Written instruction:
Render the data as a Markdown table with the columns "Row" and "Line," leaving out blank lines. Begin at the line that has "Expected: for every instance of the eyebrow, the" and stop after the line that has "[[950, 278], [213, 273]]".

--- Stored data ---

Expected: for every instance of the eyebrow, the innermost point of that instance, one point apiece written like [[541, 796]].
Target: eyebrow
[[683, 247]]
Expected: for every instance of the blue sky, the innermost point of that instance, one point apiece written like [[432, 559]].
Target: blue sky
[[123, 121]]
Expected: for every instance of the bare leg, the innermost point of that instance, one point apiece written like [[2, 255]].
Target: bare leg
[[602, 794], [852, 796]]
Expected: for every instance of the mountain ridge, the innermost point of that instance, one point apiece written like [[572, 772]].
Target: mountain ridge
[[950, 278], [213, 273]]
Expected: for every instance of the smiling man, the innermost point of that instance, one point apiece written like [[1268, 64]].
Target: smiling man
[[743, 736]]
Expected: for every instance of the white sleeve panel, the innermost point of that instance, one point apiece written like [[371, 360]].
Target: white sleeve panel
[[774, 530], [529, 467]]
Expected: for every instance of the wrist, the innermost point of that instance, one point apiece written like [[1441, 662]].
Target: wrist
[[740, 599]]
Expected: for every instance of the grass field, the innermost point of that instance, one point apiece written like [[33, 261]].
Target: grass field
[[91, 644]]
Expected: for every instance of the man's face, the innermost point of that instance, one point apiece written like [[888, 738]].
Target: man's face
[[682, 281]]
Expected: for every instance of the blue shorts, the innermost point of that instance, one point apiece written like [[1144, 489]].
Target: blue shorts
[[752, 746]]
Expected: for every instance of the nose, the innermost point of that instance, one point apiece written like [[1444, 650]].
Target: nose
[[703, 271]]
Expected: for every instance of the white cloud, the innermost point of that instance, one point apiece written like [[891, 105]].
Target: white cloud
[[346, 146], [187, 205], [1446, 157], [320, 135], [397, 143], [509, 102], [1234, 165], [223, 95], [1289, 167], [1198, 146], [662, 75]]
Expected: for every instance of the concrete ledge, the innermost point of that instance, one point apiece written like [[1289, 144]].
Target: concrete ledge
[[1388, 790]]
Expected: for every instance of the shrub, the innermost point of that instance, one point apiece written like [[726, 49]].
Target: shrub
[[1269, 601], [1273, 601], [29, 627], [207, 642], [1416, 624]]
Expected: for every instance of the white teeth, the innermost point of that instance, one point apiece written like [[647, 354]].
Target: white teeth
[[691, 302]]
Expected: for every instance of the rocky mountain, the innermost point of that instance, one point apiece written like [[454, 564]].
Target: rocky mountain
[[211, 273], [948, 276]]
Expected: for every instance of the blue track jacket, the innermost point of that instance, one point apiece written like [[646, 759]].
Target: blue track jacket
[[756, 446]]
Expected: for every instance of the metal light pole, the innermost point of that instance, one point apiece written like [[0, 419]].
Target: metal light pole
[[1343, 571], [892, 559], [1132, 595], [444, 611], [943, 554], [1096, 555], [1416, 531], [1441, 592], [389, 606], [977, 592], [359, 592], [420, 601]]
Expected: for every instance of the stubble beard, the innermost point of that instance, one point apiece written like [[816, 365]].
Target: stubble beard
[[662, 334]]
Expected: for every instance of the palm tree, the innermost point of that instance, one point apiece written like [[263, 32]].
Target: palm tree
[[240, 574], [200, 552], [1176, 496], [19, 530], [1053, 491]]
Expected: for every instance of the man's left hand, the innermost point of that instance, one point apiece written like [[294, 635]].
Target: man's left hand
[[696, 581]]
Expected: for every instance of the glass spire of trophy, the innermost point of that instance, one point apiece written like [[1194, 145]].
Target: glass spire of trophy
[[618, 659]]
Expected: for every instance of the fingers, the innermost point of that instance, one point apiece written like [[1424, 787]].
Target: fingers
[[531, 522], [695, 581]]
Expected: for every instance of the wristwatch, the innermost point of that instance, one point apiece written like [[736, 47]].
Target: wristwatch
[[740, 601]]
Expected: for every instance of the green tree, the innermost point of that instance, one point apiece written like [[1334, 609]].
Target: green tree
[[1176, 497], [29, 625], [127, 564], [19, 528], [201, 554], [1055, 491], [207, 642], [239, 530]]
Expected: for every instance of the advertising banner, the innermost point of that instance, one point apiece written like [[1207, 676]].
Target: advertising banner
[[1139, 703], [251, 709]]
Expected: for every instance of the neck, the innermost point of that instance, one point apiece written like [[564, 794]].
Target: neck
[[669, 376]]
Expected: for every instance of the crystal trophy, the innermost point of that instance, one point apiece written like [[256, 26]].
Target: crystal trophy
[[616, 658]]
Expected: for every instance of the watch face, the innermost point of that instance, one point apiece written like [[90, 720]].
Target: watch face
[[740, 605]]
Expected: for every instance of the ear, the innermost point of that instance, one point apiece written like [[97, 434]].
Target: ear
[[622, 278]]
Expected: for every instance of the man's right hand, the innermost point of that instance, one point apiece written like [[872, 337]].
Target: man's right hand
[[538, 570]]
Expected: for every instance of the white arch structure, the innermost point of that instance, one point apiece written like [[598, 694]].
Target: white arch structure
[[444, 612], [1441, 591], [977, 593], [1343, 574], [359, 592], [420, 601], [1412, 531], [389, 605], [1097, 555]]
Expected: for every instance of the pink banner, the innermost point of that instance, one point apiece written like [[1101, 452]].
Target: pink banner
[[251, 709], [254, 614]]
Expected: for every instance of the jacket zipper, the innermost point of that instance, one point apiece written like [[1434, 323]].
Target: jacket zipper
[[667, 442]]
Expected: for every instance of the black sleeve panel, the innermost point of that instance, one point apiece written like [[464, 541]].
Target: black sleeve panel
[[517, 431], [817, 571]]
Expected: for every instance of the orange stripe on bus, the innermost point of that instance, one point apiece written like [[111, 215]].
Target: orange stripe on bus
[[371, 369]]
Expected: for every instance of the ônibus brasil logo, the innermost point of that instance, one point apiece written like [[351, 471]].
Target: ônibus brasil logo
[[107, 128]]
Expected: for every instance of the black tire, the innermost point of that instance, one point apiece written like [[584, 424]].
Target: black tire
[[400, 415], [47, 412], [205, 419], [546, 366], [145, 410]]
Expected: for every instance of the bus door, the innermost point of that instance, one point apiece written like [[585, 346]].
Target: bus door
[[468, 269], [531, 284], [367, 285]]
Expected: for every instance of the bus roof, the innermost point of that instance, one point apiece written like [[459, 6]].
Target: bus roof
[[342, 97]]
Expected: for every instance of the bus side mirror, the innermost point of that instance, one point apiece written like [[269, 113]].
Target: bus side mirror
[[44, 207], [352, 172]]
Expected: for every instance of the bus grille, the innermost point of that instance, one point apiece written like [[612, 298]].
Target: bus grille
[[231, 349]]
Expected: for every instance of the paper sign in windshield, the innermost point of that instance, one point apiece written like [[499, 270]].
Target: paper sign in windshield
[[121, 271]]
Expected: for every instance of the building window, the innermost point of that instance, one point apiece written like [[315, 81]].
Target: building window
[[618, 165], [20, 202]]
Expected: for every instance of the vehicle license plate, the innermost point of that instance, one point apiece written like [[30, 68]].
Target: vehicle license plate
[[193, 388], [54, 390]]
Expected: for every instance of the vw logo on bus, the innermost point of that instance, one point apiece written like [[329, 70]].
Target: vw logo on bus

---
--- Stored data ---

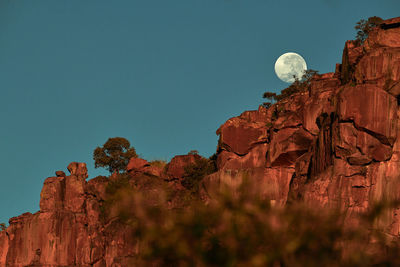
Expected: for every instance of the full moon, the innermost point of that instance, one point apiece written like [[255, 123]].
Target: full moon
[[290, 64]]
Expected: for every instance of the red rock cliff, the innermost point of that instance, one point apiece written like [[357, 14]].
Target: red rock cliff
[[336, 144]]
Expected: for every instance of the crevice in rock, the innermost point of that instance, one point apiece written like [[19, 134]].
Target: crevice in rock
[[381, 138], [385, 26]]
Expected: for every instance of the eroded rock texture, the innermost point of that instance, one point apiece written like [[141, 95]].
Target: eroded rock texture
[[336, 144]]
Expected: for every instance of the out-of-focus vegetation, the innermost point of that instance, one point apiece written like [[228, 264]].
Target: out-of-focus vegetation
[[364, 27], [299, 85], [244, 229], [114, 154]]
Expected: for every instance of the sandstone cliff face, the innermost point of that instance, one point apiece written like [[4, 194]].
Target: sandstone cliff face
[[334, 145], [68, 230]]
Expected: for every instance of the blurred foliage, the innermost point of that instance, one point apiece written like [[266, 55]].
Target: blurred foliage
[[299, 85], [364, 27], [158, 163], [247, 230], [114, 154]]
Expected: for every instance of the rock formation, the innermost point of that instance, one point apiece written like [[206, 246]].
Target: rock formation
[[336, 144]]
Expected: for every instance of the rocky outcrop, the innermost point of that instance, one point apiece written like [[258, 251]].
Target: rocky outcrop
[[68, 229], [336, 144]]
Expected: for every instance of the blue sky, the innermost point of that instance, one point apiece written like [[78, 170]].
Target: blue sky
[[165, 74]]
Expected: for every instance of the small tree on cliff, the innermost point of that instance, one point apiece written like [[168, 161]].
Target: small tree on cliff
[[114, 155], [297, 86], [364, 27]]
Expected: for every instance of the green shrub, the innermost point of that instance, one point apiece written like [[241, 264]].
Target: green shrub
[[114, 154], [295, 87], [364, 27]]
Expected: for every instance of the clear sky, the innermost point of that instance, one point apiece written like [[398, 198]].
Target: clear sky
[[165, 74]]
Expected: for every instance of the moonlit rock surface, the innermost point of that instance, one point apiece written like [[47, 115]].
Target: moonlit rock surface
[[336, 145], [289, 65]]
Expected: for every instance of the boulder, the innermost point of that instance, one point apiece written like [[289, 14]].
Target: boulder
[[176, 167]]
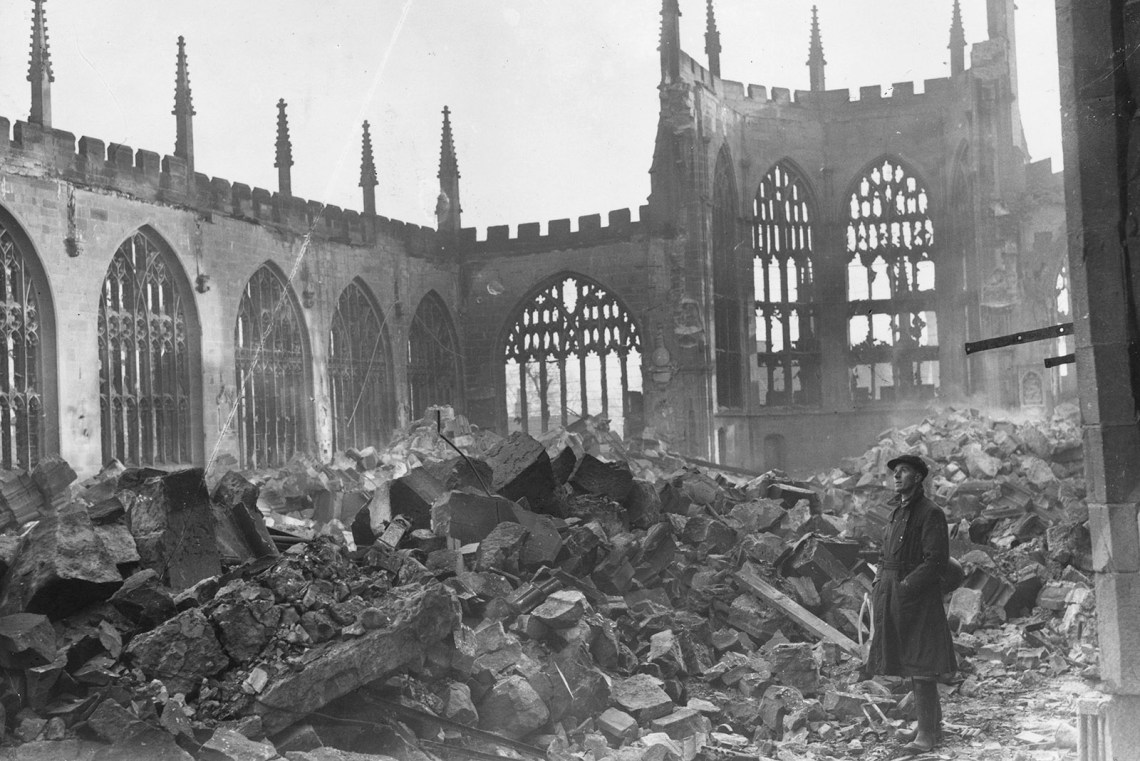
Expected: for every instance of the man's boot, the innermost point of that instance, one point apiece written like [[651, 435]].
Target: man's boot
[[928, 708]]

---

Worked solution:
| Row | Line |
|---|---|
| 1 | Expected: for every instance of the eyebrow, the innermost point of that instance, one point apiece written like [[541, 796]]. |
| 2 | Target: eyebrow |
| 3 | [[683, 247]] |
| 4 | Expected: for every instance of the blue sky, the innermost point of that instance, one point apiece written like [[432, 559]]. |
| 5 | Target: blue sky |
| 6 | [[123, 121]] |
| 7 | Expected: for every instance of the bare leg, the innermost point of that instance, one point apiece written like [[2, 255]]. |
| 8 | Target: bare leg |
| 9 | [[602, 794], [852, 796]] |
| 10 | Expected: for every instance of the mountain ridge, the innermost point of that instance, one point apiece written like [[572, 772]]. |
| 11 | Target: mountain ridge |
| 12 | [[950, 278], [213, 273]] |